Exercise instructions —
Display every line in the records below that contains the word "return".

Input —

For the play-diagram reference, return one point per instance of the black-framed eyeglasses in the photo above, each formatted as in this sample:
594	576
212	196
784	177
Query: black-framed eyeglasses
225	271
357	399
--
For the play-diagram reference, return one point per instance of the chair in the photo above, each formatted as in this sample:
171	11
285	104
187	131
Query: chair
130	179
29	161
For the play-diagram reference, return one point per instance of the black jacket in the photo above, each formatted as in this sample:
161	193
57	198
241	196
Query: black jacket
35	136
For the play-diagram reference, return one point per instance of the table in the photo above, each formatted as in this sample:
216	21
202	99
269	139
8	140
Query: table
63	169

Answer for the task —
For the play-diagram reference, return one point per instance of the black-framed eyeglasses in the photo above, each formatted as in this sample:
For the play-diagram reference, return one point per instance of the chair in the photo above, each formatted as in this sample:
For the play-diagram reference, return one point per instance of the black jacket in the photo above, each formatted as in this sample:
For the play-diagram reference, return one point per instance of the table in the photo above, each formatted as in this sample:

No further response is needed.